== YOUR GOAL ==
Pictures are to be left out. Copy exactly, and only, the lines from the start of the entries below to the line with "panes by writing its bounding box.", both included.

== RECORDS FOR THE EXERCISE ==

- - - - -

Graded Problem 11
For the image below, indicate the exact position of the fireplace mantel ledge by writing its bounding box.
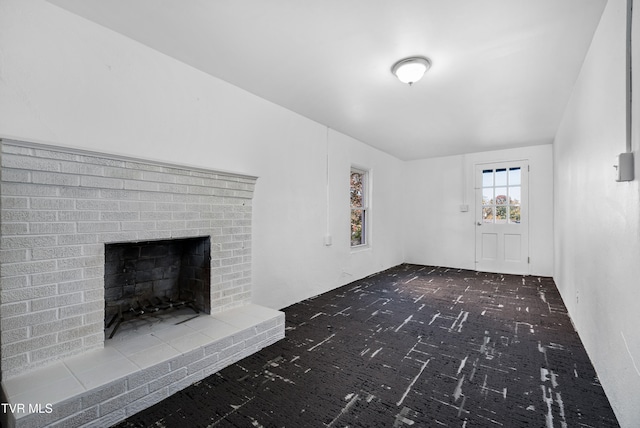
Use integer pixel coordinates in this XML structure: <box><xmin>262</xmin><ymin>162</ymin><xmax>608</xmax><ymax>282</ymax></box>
<box><xmin>0</xmin><ymin>304</ymin><xmax>285</xmax><ymax>428</ymax></box>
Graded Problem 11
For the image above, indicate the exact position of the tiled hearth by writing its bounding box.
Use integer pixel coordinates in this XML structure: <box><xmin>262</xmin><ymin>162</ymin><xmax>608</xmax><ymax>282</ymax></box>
<box><xmin>0</xmin><ymin>140</ymin><xmax>285</xmax><ymax>427</ymax></box>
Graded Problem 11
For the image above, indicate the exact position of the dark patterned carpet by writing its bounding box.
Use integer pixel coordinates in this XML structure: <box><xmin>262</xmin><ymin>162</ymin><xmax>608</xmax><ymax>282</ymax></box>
<box><xmin>114</xmin><ymin>264</ymin><xmax>619</xmax><ymax>427</ymax></box>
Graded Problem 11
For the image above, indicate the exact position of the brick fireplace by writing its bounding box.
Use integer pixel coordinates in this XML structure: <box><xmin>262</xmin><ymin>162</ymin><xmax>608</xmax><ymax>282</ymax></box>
<box><xmin>0</xmin><ymin>140</ymin><xmax>284</xmax><ymax>427</ymax></box>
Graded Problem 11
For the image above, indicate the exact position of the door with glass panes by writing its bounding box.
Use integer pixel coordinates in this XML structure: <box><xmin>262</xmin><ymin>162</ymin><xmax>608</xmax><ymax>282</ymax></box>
<box><xmin>475</xmin><ymin>161</ymin><xmax>529</xmax><ymax>274</ymax></box>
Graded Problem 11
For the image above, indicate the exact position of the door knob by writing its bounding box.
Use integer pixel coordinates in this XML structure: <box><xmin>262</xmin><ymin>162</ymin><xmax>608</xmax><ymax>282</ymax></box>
<box><xmin>477</xmin><ymin>221</ymin><xmax>482</xmax><ymax>226</ymax></box>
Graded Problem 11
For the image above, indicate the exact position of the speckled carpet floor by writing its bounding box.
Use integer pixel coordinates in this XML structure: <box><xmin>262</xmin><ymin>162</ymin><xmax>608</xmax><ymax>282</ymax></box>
<box><xmin>114</xmin><ymin>264</ymin><xmax>619</xmax><ymax>427</ymax></box>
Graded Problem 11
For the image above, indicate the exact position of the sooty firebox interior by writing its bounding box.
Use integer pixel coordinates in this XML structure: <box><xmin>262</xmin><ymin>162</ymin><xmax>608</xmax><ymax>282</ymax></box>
<box><xmin>104</xmin><ymin>236</ymin><xmax>211</xmax><ymax>338</ymax></box>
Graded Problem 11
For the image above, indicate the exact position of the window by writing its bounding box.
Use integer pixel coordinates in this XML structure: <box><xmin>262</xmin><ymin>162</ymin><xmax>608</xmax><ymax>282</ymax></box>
<box><xmin>481</xmin><ymin>167</ymin><xmax>521</xmax><ymax>224</ymax></box>
<box><xmin>350</xmin><ymin>168</ymin><xmax>368</xmax><ymax>247</ymax></box>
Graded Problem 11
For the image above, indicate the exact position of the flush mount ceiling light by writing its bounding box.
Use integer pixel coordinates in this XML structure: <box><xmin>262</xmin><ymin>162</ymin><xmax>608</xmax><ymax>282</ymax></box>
<box><xmin>391</xmin><ymin>56</ymin><xmax>432</xmax><ymax>86</ymax></box>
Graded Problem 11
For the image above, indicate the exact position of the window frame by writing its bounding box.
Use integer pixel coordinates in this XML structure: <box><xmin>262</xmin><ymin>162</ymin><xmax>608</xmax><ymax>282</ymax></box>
<box><xmin>350</xmin><ymin>166</ymin><xmax>369</xmax><ymax>248</ymax></box>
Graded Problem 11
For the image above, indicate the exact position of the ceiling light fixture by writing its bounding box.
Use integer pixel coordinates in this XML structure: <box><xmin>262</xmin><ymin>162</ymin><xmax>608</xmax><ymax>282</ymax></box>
<box><xmin>391</xmin><ymin>56</ymin><xmax>432</xmax><ymax>86</ymax></box>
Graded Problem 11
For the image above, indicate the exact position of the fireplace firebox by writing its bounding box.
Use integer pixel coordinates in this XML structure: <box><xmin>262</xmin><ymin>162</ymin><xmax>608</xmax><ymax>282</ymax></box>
<box><xmin>104</xmin><ymin>237</ymin><xmax>211</xmax><ymax>338</ymax></box>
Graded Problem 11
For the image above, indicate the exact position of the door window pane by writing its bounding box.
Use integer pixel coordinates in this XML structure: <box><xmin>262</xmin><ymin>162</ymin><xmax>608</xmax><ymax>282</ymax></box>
<box><xmin>509</xmin><ymin>206</ymin><xmax>521</xmax><ymax>223</ymax></box>
<box><xmin>495</xmin><ymin>168</ymin><xmax>507</xmax><ymax>186</ymax></box>
<box><xmin>509</xmin><ymin>167</ymin><xmax>521</xmax><ymax>185</ymax></box>
<box><xmin>483</xmin><ymin>206</ymin><xmax>494</xmax><ymax>222</ymax></box>
<box><xmin>508</xmin><ymin>187</ymin><xmax>521</xmax><ymax>204</ymax></box>
<box><xmin>495</xmin><ymin>188</ymin><xmax>507</xmax><ymax>205</ymax></box>
<box><xmin>482</xmin><ymin>188</ymin><xmax>493</xmax><ymax>205</ymax></box>
<box><xmin>482</xmin><ymin>170</ymin><xmax>493</xmax><ymax>187</ymax></box>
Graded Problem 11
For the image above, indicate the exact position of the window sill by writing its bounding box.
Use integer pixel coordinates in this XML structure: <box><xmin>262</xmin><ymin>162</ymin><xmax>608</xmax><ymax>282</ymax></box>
<box><xmin>350</xmin><ymin>244</ymin><xmax>371</xmax><ymax>253</ymax></box>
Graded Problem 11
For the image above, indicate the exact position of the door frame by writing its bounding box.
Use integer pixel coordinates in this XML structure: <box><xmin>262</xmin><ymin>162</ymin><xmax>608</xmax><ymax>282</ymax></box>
<box><xmin>474</xmin><ymin>160</ymin><xmax>529</xmax><ymax>275</ymax></box>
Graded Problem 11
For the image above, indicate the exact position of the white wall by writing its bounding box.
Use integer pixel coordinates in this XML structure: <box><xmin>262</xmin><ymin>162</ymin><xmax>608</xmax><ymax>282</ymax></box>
<box><xmin>0</xmin><ymin>0</ymin><xmax>404</xmax><ymax>311</ymax></box>
<box><xmin>403</xmin><ymin>145</ymin><xmax>554</xmax><ymax>276</ymax></box>
<box><xmin>5</xmin><ymin>2</ymin><xmax>637</xmax><ymax>424</ymax></box>
<box><xmin>553</xmin><ymin>0</ymin><xmax>640</xmax><ymax>426</ymax></box>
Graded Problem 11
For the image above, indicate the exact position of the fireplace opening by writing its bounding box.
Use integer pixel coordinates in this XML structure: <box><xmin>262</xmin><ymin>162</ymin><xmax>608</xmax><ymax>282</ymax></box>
<box><xmin>104</xmin><ymin>236</ymin><xmax>211</xmax><ymax>338</ymax></box>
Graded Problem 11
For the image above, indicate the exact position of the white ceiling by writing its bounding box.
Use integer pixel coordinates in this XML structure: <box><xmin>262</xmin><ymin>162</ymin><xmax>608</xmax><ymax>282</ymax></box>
<box><xmin>49</xmin><ymin>0</ymin><xmax>607</xmax><ymax>160</ymax></box>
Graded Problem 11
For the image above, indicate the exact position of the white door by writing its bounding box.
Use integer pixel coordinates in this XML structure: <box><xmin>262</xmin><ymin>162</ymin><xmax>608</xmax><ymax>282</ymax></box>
<box><xmin>475</xmin><ymin>161</ymin><xmax>529</xmax><ymax>275</ymax></box>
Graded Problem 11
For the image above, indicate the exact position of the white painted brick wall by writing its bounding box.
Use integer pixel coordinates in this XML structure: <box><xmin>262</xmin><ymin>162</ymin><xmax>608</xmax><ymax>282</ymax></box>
<box><xmin>0</xmin><ymin>139</ymin><xmax>258</xmax><ymax>379</ymax></box>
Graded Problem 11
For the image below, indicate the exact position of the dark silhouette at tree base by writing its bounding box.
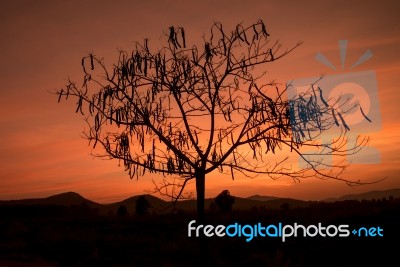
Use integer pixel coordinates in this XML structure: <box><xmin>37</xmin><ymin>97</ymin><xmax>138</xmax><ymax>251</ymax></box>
<box><xmin>135</xmin><ymin>195</ymin><xmax>150</xmax><ymax>215</ymax></box>
<box><xmin>215</xmin><ymin>190</ymin><xmax>235</xmax><ymax>212</ymax></box>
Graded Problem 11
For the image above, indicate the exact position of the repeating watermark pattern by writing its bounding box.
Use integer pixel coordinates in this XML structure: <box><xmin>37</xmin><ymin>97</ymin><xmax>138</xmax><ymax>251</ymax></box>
<box><xmin>188</xmin><ymin>220</ymin><xmax>384</xmax><ymax>242</ymax></box>
<box><xmin>287</xmin><ymin>40</ymin><xmax>381</xmax><ymax>166</ymax></box>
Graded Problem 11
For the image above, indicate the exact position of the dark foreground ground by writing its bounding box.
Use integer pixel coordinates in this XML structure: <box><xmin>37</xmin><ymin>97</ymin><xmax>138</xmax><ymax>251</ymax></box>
<box><xmin>0</xmin><ymin>199</ymin><xmax>399</xmax><ymax>267</ymax></box>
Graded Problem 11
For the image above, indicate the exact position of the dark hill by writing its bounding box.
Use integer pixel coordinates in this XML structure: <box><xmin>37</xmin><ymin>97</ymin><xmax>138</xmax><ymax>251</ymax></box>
<box><xmin>246</xmin><ymin>195</ymin><xmax>278</xmax><ymax>202</ymax></box>
<box><xmin>323</xmin><ymin>188</ymin><xmax>400</xmax><ymax>202</ymax></box>
<box><xmin>45</xmin><ymin>192</ymin><xmax>99</xmax><ymax>206</ymax></box>
<box><xmin>1</xmin><ymin>188</ymin><xmax>399</xmax><ymax>215</ymax></box>
<box><xmin>0</xmin><ymin>192</ymin><xmax>100</xmax><ymax>209</ymax></box>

- - - - -

== WRITTEN REPLY ==
Graded Problem 11
For the image below, indicate the exact position of the fireplace mantel ledge by writing its bounding box.
Use integer pixel coordinates in this XML structure: <box><xmin>262</xmin><ymin>162</ymin><xmax>608</xmax><ymax>282</ymax></box>
<box><xmin>0</xmin><ymin>304</ymin><xmax>285</xmax><ymax>428</ymax></box>
Graded Problem 11
For the image above, indicate the exact position of the tiled hearth by writing its bounding box.
Use integer pixel coordinates in this XML structure: <box><xmin>262</xmin><ymin>162</ymin><xmax>608</xmax><ymax>282</ymax></box>
<box><xmin>0</xmin><ymin>140</ymin><xmax>285</xmax><ymax>427</ymax></box>
Graded Problem 11
For the image above, indicate the exact position of the dark patterned carpet by writing its bounding box.
Use integer pixel coordinates in this XML structure: <box><xmin>262</xmin><ymin>162</ymin><xmax>608</xmax><ymax>282</ymax></box>
<box><xmin>114</xmin><ymin>264</ymin><xmax>619</xmax><ymax>427</ymax></box>
Graded Problem 11
For the image above, indicate the exact position of the brick fireplace by writing its bounding box.
Use integer pixel coordinates in this XML structure: <box><xmin>262</xmin><ymin>162</ymin><xmax>608</xmax><ymax>282</ymax></box>
<box><xmin>0</xmin><ymin>140</ymin><xmax>284</xmax><ymax>427</ymax></box>
Graded Problem 11
For the image above, indicate the exact position of the door with glass panes by writing its bounding box.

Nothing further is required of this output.